• _Given problem_: Please rewrite the lines below as a numbered list, leaving out any blank lines.
┌─ Given information
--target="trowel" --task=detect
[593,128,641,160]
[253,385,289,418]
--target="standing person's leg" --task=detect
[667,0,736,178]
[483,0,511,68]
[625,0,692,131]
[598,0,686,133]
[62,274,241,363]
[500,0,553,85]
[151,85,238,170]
└─
• _Answer to the exercise_:
1. --target="trowel" --task=detect
2. [593,128,641,160]
3. [253,385,289,418]
4. --target="standing person's leg" --task=detect
5. [667,0,736,178]
6. [483,0,511,68]
7. [625,0,692,131]
8. [598,0,686,133]
9. [62,274,241,363]
10. [500,0,553,85]
11. [151,85,238,170]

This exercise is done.